_Directive_
Reproduce every one of the items below word for word, changing nothing.

━━━━━ Supplied material ━━━━━

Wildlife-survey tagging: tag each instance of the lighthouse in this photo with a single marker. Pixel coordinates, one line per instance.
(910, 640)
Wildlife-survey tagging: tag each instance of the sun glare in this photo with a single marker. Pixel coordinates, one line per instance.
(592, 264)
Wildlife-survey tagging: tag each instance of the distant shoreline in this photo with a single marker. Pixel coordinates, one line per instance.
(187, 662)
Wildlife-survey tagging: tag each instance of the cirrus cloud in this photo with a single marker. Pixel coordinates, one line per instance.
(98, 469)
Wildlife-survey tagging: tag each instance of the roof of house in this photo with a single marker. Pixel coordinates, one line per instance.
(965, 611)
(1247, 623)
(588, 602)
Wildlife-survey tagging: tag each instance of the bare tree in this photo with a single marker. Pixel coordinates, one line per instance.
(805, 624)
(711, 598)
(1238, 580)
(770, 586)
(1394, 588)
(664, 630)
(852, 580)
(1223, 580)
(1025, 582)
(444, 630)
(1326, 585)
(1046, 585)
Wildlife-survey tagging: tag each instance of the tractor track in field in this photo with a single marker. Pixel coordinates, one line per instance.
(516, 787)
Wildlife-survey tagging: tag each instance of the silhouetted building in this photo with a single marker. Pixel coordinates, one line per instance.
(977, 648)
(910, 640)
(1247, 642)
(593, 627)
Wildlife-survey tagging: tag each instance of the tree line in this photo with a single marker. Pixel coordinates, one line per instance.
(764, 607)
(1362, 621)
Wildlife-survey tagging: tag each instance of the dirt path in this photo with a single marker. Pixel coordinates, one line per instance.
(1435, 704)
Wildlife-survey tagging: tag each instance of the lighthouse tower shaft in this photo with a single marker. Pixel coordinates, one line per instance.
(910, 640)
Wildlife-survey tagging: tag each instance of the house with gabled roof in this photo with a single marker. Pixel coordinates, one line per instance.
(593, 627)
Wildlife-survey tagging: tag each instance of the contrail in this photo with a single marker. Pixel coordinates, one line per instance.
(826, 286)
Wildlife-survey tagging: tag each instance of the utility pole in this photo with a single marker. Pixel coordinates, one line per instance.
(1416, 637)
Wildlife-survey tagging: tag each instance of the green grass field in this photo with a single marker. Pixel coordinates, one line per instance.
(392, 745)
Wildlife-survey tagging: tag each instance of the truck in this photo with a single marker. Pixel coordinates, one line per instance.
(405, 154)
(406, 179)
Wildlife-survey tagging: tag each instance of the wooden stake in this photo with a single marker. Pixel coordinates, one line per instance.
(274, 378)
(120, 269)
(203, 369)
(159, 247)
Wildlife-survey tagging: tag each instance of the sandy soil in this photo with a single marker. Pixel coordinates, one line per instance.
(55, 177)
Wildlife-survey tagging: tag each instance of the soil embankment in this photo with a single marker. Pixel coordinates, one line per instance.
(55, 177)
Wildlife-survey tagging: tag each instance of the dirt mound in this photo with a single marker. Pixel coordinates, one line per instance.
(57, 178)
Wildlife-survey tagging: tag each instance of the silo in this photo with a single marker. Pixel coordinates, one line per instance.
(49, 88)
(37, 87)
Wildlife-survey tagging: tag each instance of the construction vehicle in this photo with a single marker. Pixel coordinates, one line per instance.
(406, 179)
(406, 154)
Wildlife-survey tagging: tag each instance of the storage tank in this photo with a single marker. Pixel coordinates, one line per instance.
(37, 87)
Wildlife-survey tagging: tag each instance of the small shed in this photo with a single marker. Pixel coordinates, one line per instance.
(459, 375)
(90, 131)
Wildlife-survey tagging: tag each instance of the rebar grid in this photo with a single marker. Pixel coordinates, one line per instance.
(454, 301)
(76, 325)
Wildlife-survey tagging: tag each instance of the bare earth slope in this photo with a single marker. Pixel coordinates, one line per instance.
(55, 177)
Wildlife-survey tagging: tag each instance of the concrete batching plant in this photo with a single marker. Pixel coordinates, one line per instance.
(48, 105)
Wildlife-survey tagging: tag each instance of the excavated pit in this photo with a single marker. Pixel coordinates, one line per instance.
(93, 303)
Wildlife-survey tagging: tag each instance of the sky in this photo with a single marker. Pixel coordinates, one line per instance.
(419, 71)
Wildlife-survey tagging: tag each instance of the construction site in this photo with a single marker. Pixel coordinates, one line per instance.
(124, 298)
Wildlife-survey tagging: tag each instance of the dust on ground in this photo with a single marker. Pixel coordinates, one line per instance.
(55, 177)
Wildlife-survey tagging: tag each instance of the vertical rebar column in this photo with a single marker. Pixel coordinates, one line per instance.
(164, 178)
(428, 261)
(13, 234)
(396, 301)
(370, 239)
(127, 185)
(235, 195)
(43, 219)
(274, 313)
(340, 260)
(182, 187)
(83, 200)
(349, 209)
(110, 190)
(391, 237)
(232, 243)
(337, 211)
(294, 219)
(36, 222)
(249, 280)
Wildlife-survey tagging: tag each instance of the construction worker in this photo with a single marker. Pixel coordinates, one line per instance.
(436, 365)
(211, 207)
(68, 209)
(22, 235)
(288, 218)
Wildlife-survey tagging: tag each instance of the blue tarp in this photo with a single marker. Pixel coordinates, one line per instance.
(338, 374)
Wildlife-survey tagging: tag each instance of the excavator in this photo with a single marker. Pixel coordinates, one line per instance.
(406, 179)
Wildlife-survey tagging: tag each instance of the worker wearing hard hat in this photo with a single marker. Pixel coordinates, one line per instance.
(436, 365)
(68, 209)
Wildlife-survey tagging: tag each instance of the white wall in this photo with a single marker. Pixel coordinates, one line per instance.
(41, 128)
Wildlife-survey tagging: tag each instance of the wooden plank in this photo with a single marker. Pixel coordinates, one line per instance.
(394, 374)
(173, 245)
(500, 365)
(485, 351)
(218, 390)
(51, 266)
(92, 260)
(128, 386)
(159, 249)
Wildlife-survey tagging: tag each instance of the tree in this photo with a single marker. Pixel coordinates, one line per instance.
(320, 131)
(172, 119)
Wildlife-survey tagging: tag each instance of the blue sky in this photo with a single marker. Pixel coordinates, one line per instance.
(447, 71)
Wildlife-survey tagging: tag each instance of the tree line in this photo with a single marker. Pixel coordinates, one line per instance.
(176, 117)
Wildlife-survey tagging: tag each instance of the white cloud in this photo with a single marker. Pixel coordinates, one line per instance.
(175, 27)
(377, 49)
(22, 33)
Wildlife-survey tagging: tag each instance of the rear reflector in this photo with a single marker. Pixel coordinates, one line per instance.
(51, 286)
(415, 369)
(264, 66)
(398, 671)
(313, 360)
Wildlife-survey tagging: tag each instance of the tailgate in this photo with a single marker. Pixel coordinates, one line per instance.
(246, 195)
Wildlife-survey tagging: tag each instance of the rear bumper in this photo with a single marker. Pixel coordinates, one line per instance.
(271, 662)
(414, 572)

━━━━━

_Full solution_
Wildlife-survey tagging: tag each instance of the lighthouse in this photo with a single marker. Pixel coordinates, one line per instance.
(910, 640)
Wildlife-survey tagging: tag each instance of the sun glare in this photo with a single marker. Pixel coordinates, one line per instance.
(592, 264)
Wildlife-survey tagging: tag each instance of the distant shoreline in this photo with a single marker. Pixel coordinates, one line per instance.
(187, 662)
Wildlife-survey tagging: tag each instance of the cirrus cloud in this photo with a single marker. Pixel coordinates, one line per instance.
(98, 469)
Wildlife-survey tagging: tag each instance of the roof of house in this photo with a single marker. Pixel coordinates, one line per instance.
(965, 611)
(1247, 623)
(588, 602)
Wildlife-survey tagging: tag each instance of the bare tree in this photo with a single marker. Pixel coordinates, one line per instance.
(805, 624)
(711, 598)
(1238, 580)
(770, 586)
(1394, 588)
(664, 630)
(852, 580)
(1223, 580)
(1025, 582)
(444, 630)
(1326, 585)
(1046, 585)
Wildlife-survey tagging: tag each instance of the tractor track in field in this photo with a single marker. Pixel coordinates, one line per instance.
(516, 787)
Wildlife-survey tagging: tag each instance of the silhouetted building in this photo with a single marker. Pixel coordinates, one line per instance.
(977, 648)
(910, 640)
(1247, 642)
(593, 627)
Wildlife-survey tagging: tag each instance of the tree line in this photo with a single marker. Pixel coordinates, one line per instance.
(764, 607)
(1362, 621)
Wildlife-survey tagging: tag each instance of the dirt path in this photo with a single marker. Pixel coordinates, one line per instance.
(1435, 704)
Wildlife-survey tagging: tag each instance of the lighthouse tower shaft in this photo with a single marker. Pixel coordinates, one line per instance.
(910, 640)
Wildlife-survey tagging: tag each instance of the house with gabled roof in this photo with a single marker. Pixel coordinates, one line per instance.
(593, 627)
Wildlife-survey tagging: tag each instance of the contrail in this photo with a single marker. Pixel coordinates, one line per instance.
(826, 286)
Wildlife-survey tagging: tag each instance of the utility pole in this photo with a single marker. Pixel coordinates, one line per instance.
(1416, 637)
Wildlife-survey tagging: tag each instance of the green grass field in this photo with a single marker. Pixel coordinates, one line per instance.
(392, 745)
Wildlife-survey tagging: tag each instance of the truck in this photo with a single marker. Pixel coordinates, one line per instance.
(405, 154)
(406, 179)
Wildlife-survey tagging: tag each instance of the wooden stake in this photo with a single marker. Pixel coordinates, one line per instance.
(274, 378)
(120, 269)
(203, 369)
(159, 247)
Wildlife-survey tagging: tag each instance of the sandy soil in this photo with a single marker. Pixel coordinates, one line per instance.
(55, 177)
Wildlife-survey tagging: tag each instance of the soil embankment in this photo with a single marker. Pixel coordinates, one line per instance.
(55, 177)
Wildlife-survey tagging: tag each instance of the dirt mound in this photo with a single marker. Pixel coordinates, one line per instance.
(57, 178)
Wildlife-survey tagging: tag each instance of the silo in this photo with a single marker. Pixel coordinates, one line per instance.
(49, 88)
(37, 87)
Wildlife-survey tagging: tag each instance of the construction vehicle in this photo with a single marker. Pixel coordinates, one line per instance.
(406, 179)
(406, 154)
Wildlife-survey tagging: tag each instance of the storage tank in this photo with a single marker. Pixel coordinates, one line per instance.
(37, 87)
Wildlife-survey tagging: tag each instance of the small shed in this photo with a single marker. Pixel coordinates, one line per instance.
(459, 375)
(90, 131)
Wildlife-survey tagging: tag each instance of the rebar grid in this photo with a single marker. Pixel coordinates, one line per instance.
(454, 301)
(76, 325)
Wildlife-survey tagging: tag each instance of the bare earth slope in this photo with a single marker. Pixel coordinates, one line per instance.
(55, 177)
Wildlife-survey tagging: tag each instance of the concrete batching plant in this photo with a single marker. Pixel coordinates, one line per instance.
(48, 105)
Wildlife-survey tagging: tag each instance of the excavated pit in this photo with a single marker. Pixel coordinates, one line per instance.
(93, 303)
Wildlife-survey tagging: tag each instance of the sky in this photo with a single marker. Pixel coordinates, one line per instance.
(419, 71)
Wildlife-survey tagging: tag each instance of the construction site in this photo with a single marker. Pixel coordinates, one line per instance.
(124, 298)
Wildlife-survey tagging: tag each instance of the dust on ground in this photo with a single marker. Pixel coordinates, one line per instance.
(55, 177)
Wildlife-survey tagging: tag each instance of the vertical rebar column in this photo with a single marker. Pixel coordinates, one line per instance.
(164, 178)
(428, 261)
(13, 234)
(396, 301)
(370, 239)
(127, 185)
(235, 195)
(43, 219)
(274, 313)
(340, 260)
(182, 187)
(83, 200)
(349, 209)
(110, 190)
(391, 237)
(232, 243)
(337, 211)
(294, 219)
(36, 222)
(249, 280)
Wildlife-survey tagging: tag each instance of the construction worker in this photo with a single marker. Pixel coordinates, one line per instance.
(436, 365)
(211, 207)
(68, 209)
(22, 235)
(288, 218)
Wildlife-survey tagging: tag each instance of the blue tarp in this photo with a single marker. Pixel coordinates, one line per instance.
(338, 374)
Wildlife-survey tagging: tag each instance of the excavator in this photo with a single marker. Pixel coordinates, one line per instance.
(406, 179)
Wildlife-survey tagging: tag each instance of the worker wearing hard hat in this photo with a single marker. Pixel coordinates, one line per instance.
(436, 365)
(68, 209)
Wildlife-survey tagging: tag each instance of the white wall in this photo with a single marker. Pixel coordinates, one line per instance.
(41, 128)
Wildlife-survey tagging: tag each instance of the wooden plank in this photo with a single marker. Pixel coordinates, one line per instance.
(394, 374)
(173, 245)
(500, 365)
(485, 351)
(218, 390)
(51, 266)
(92, 260)
(128, 386)
(159, 249)
Wildlife-survey tagging: tag each instance of the tree in this photo with a single marker. Pixel coordinates, one line per instance.
(320, 131)
(172, 119)
Wildlife-survey tagging: tag each instance of the blue sky in this photo with a single marker. Pixel coordinates, one line per instance.
(447, 71)
Wildlife-survey tagging: tag each instance of the tree line in this photo with a single marker. Pixel coordinates, one line per instance.
(176, 117)
Wildlife-survey tagging: tag each instance of the white cloud in this photo with a single marker. Pixel coordinates, one line per instance.
(175, 27)
(377, 49)
(22, 33)
Wildlife-survey tagging: tag each instance of the rear reflector in this photo with a single marker. Pixel coordinates, one line per instance.
(51, 286)
(415, 369)
(264, 66)
(398, 671)
(313, 360)
Wildlife-survey tagging: tag each instance of the tailgate in this photo with a single marker. Pixel coordinates, one line per instance.
(246, 195)
Wildlife-survey tagging: tag each instance of the rear bumper in this photo with a single marker. Pixel coordinates, one line per instance.
(271, 662)
(414, 572)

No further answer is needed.